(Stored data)
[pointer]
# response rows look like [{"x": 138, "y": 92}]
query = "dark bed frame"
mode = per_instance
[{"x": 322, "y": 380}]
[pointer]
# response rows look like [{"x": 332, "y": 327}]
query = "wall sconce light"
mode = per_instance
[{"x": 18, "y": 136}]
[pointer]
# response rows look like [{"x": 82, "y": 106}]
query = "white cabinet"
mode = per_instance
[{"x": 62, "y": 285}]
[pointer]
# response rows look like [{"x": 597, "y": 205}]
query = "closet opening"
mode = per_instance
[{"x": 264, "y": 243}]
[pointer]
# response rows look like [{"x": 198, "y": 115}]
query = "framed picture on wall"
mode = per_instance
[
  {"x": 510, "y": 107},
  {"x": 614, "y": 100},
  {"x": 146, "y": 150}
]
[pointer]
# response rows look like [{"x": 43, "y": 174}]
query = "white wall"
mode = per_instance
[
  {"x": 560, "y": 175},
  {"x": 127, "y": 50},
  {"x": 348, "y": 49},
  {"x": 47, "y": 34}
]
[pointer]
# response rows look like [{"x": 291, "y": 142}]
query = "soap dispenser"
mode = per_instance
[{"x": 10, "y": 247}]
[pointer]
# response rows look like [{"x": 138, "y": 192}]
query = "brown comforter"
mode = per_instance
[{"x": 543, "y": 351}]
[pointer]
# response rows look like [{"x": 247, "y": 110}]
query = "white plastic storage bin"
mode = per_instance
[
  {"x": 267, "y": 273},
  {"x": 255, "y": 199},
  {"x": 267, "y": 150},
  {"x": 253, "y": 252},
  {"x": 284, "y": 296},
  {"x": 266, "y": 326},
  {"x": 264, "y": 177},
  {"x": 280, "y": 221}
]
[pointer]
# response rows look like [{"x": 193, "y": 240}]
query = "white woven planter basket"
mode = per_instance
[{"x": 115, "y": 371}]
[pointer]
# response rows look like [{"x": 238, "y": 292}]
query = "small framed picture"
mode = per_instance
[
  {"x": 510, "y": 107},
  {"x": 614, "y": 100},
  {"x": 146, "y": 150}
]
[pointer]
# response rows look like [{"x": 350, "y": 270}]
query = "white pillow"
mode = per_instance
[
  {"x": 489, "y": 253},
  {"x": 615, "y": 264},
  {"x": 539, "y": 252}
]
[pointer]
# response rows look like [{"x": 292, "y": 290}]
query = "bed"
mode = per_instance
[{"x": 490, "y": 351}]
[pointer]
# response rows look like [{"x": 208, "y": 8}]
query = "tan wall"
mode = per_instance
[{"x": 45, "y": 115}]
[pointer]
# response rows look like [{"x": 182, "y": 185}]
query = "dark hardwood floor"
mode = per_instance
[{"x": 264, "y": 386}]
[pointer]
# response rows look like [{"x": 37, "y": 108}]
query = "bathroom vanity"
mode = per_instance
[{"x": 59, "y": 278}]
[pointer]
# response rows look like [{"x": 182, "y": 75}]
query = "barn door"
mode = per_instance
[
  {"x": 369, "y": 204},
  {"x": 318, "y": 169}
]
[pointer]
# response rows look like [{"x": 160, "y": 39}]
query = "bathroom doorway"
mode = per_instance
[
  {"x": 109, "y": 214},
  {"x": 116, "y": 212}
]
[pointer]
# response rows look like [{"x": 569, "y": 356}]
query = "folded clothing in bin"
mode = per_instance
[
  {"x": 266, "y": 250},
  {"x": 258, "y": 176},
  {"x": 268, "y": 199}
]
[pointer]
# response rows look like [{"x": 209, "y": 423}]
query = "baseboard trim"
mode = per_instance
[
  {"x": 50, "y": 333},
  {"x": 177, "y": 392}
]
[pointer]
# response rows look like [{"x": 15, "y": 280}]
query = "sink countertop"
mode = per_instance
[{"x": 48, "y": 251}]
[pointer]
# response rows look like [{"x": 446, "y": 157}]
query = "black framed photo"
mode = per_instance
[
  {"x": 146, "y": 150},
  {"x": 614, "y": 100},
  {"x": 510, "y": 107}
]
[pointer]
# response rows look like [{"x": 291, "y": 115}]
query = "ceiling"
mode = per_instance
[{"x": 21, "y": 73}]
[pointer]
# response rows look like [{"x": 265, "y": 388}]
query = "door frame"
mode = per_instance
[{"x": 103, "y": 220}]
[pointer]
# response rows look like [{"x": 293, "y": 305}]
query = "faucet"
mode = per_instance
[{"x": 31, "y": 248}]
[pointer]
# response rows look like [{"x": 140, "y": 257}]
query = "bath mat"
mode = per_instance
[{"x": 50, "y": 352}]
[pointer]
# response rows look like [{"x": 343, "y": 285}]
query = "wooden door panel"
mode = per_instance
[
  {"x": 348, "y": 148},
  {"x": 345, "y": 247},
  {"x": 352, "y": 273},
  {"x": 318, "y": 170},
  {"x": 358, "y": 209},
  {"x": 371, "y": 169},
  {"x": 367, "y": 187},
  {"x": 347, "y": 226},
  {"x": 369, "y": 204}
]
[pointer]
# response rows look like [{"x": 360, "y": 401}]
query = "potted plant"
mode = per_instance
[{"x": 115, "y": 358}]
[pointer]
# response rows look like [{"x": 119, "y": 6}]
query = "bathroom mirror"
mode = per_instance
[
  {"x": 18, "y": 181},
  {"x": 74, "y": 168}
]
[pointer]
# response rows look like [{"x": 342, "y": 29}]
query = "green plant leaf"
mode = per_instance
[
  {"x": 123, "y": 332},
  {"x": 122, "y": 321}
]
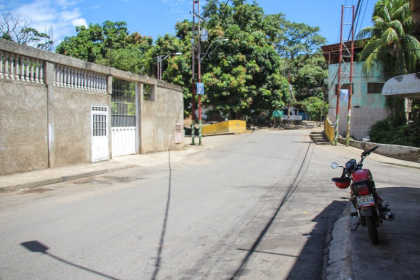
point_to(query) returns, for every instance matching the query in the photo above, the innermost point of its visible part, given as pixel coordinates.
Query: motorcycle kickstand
(357, 225)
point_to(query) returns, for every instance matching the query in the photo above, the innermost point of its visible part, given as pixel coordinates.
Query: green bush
(386, 132)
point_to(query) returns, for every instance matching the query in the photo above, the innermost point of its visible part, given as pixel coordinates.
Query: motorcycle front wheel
(372, 229)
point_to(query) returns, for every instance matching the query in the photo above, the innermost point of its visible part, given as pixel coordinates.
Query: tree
(391, 40)
(110, 45)
(16, 28)
(242, 76)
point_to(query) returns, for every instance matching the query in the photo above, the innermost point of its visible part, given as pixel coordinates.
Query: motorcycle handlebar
(365, 153)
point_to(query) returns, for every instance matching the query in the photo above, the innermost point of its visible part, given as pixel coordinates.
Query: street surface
(251, 206)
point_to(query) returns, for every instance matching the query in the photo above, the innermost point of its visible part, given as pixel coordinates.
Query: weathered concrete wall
(367, 109)
(393, 151)
(158, 118)
(45, 109)
(23, 127)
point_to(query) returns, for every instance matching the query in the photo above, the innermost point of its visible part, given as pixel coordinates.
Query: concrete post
(139, 118)
(49, 81)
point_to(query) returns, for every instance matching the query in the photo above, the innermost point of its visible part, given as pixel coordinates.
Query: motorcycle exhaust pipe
(388, 216)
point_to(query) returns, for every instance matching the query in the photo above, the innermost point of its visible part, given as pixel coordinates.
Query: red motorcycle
(363, 195)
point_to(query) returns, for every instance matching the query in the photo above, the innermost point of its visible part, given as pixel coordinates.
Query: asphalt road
(253, 206)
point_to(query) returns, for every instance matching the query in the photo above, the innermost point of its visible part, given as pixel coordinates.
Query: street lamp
(199, 83)
(218, 40)
(160, 60)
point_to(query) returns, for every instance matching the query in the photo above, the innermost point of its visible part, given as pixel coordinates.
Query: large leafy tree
(241, 76)
(15, 28)
(109, 44)
(391, 38)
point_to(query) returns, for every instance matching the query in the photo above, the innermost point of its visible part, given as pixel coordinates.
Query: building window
(343, 86)
(375, 87)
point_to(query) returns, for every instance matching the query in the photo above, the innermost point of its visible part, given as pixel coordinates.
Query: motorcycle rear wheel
(372, 229)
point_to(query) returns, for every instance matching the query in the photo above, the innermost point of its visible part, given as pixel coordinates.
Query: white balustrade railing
(21, 68)
(70, 77)
(16, 67)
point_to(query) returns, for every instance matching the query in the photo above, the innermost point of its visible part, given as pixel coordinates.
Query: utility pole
(199, 73)
(351, 80)
(345, 75)
(193, 77)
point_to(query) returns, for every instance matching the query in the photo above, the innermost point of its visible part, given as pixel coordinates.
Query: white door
(100, 133)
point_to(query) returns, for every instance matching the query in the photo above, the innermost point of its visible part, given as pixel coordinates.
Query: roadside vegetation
(393, 44)
(249, 59)
(245, 76)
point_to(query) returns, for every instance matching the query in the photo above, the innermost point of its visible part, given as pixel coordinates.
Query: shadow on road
(312, 260)
(37, 247)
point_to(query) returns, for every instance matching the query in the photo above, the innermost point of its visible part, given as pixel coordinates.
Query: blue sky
(158, 17)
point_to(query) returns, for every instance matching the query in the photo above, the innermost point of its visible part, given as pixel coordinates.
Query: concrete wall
(45, 109)
(23, 128)
(393, 151)
(367, 109)
(158, 117)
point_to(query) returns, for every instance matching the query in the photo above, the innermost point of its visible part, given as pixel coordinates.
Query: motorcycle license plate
(366, 200)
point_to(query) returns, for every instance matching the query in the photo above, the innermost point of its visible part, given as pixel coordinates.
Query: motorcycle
(363, 195)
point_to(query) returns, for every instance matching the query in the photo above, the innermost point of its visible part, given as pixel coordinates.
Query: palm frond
(365, 32)
(398, 27)
(412, 51)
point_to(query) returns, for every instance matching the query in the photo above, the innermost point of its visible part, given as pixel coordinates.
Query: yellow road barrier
(225, 127)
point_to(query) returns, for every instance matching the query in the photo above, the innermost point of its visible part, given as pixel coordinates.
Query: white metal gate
(100, 134)
(123, 118)
(123, 141)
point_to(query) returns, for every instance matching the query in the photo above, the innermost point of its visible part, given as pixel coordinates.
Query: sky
(158, 17)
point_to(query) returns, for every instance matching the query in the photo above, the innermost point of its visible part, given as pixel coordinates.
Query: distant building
(368, 104)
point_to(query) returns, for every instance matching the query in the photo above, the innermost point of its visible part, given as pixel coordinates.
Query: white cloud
(62, 15)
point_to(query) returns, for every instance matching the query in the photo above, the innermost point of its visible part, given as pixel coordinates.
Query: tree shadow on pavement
(312, 261)
(37, 247)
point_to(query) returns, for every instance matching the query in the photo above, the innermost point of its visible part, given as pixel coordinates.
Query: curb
(340, 260)
(61, 179)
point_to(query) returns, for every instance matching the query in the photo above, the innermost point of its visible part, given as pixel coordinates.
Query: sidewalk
(37, 178)
(348, 249)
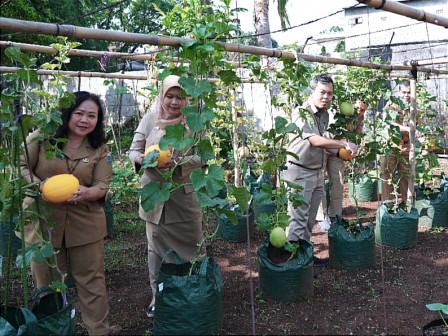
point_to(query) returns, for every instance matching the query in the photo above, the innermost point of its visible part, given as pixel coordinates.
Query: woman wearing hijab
(177, 223)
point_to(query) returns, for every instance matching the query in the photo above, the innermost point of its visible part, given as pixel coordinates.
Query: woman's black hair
(97, 137)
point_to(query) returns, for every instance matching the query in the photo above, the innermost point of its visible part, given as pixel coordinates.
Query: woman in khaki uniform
(80, 222)
(176, 223)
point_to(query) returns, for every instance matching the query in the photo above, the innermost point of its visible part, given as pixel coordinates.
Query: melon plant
(164, 155)
(60, 188)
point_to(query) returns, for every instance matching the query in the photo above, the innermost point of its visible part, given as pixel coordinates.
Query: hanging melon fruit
(164, 155)
(346, 154)
(60, 188)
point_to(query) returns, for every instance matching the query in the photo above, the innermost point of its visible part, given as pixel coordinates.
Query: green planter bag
(348, 251)
(43, 319)
(396, 230)
(365, 189)
(433, 208)
(5, 229)
(238, 232)
(188, 304)
(290, 280)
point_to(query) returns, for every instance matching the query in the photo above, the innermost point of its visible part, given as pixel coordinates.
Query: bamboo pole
(412, 139)
(108, 35)
(4, 69)
(79, 52)
(428, 62)
(408, 11)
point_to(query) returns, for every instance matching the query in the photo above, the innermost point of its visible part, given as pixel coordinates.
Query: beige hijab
(159, 131)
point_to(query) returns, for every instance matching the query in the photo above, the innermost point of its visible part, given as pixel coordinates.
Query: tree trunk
(261, 13)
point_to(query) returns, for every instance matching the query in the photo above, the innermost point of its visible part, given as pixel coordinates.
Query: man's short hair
(322, 78)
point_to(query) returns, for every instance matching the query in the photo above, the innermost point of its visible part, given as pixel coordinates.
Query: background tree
(136, 16)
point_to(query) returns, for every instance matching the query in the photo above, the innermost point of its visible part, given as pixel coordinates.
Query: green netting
(44, 319)
(349, 251)
(289, 281)
(364, 189)
(189, 304)
(396, 230)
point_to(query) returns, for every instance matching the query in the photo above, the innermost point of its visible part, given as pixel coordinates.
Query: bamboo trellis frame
(104, 75)
(108, 35)
(101, 34)
(408, 11)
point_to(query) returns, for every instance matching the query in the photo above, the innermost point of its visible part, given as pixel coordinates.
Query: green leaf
(195, 120)
(193, 89)
(241, 197)
(175, 137)
(283, 220)
(230, 214)
(264, 195)
(204, 200)
(153, 193)
(30, 75)
(46, 251)
(212, 180)
(205, 150)
(18, 56)
(281, 128)
(229, 77)
(150, 160)
(29, 253)
(268, 166)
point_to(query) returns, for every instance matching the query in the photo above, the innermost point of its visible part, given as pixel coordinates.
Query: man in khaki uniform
(310, 148)
(335, 168)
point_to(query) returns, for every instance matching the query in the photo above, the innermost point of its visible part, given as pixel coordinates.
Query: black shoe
(320, 262)
(150, 310)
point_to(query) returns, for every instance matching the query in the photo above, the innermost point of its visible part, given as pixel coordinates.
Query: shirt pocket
(188, 189)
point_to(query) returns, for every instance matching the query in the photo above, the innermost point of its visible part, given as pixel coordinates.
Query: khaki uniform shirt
(182, 205)
(76, 224)
(310, 157)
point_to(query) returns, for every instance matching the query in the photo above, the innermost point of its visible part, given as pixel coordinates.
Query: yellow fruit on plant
(278, 237)
(430, 144)
(59, 188)
(164, 155)
(243, 152)
(347, 109)
(346, 154)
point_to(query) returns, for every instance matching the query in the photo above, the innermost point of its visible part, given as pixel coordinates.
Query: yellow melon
(164, 155)
(346, 154)
(60, 188)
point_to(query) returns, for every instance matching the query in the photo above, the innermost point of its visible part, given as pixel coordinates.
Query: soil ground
(386, 299)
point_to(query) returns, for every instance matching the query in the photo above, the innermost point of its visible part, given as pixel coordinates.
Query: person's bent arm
(331, 144)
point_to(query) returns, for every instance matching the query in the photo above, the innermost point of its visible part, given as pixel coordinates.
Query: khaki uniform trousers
(388, 167)
(304, 216)
(335, 168)
(87, 265)
(182, 237)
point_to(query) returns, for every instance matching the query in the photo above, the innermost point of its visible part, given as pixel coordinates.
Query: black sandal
(151, 310)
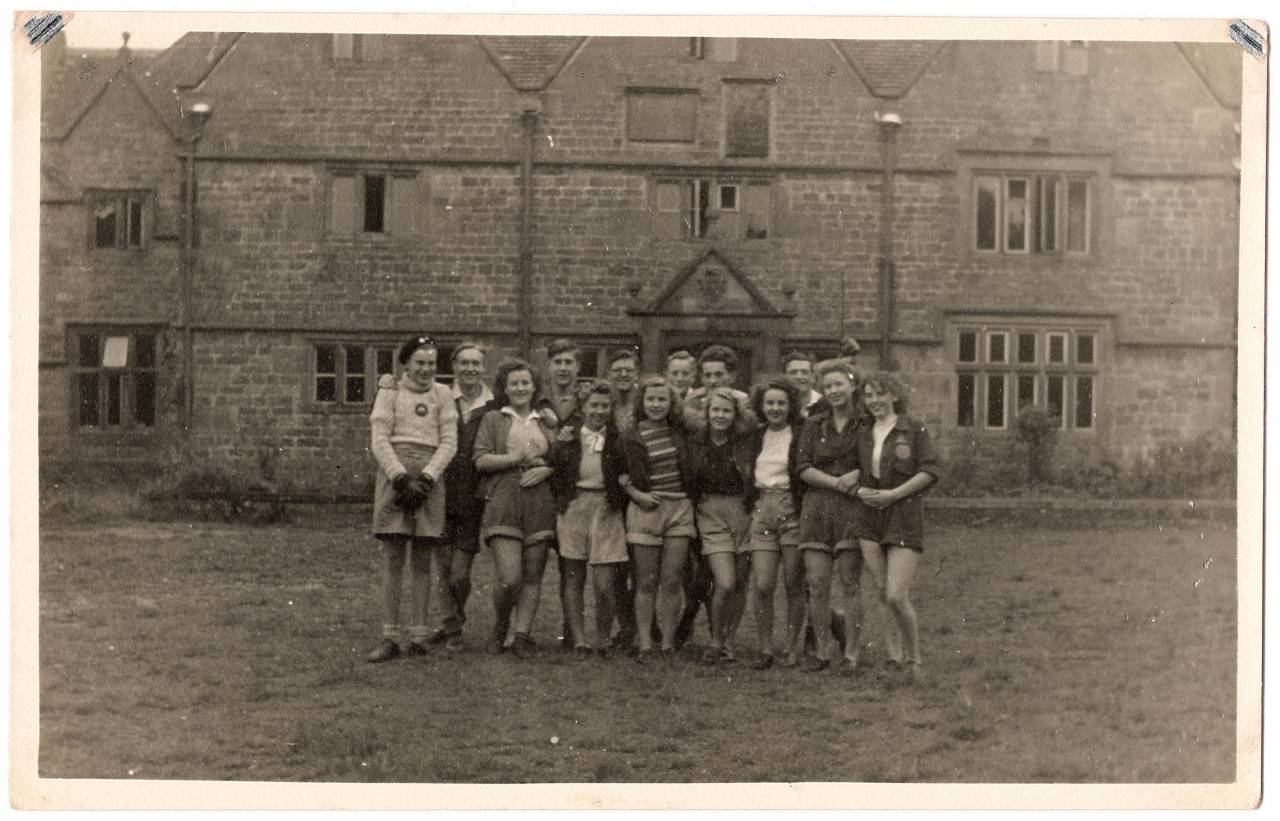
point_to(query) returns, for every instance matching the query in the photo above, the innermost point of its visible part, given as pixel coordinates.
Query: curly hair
(654, 381)
(886, 382)
(499, 381)
(739, 424)
(794, 416)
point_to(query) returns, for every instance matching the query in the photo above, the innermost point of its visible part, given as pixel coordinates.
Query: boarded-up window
(662, 115)
(746, 124)
(113, 379)
(376, 203)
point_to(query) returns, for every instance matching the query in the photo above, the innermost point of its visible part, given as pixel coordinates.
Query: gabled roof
(694, 291)
(888, 68)
(188, 62)
(82, 81)
(530, 63)
(55, 186)
(1219, 67)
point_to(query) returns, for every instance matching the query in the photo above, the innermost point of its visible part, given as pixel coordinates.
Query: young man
(472, 397)
(798, 365)
(624, 373)
(562, 364)
(680, 372)
(717, 368)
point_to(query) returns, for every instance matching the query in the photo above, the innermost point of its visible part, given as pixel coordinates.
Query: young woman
(661, 518)
(828, 465)
(590, 530)
(511, 452)
(897, 465)
(773, 495)
(415, 434)
(723, 521)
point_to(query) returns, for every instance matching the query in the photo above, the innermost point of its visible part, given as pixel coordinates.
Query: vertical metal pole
(529, 124)
(187, 269)
(888, 159)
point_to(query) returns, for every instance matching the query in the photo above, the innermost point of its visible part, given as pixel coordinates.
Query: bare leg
(818, 574)
(508, 566)
(901, 569)
(648, 559)
(737, 600)
(534, 562)
(723, 574)
(798, 602)
(602, 580)
(849, 570)
(764, 579)
(675, 551)
(572, 598)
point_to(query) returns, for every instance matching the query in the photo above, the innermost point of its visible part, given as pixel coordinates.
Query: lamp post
(890, 124)
(196, 117)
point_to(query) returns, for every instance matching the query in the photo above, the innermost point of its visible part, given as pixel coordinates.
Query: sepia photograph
(639, 405)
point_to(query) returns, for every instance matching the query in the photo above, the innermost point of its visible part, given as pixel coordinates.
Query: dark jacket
(754, 445)
(567, 457)
(700, 443)
(638, 459)
(461, 478)
(908, 450)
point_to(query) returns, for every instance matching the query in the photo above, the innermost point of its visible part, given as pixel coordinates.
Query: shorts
(673, 518)
(722, 524)
(462, 532)
(897, 525)
(524, 514)
(775, 523)
(827, 521)
(590, 530)
(428, 520)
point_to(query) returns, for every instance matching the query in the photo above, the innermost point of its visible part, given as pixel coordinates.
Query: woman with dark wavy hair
(773, 495)
(512, 452)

* Aim of the exercise
In the records above, find each line with the word "bathroom" and copy it.

* Output for this task
query = "bathroom vanity"
query = "bathroom doorway"
query = "bathroom mirror"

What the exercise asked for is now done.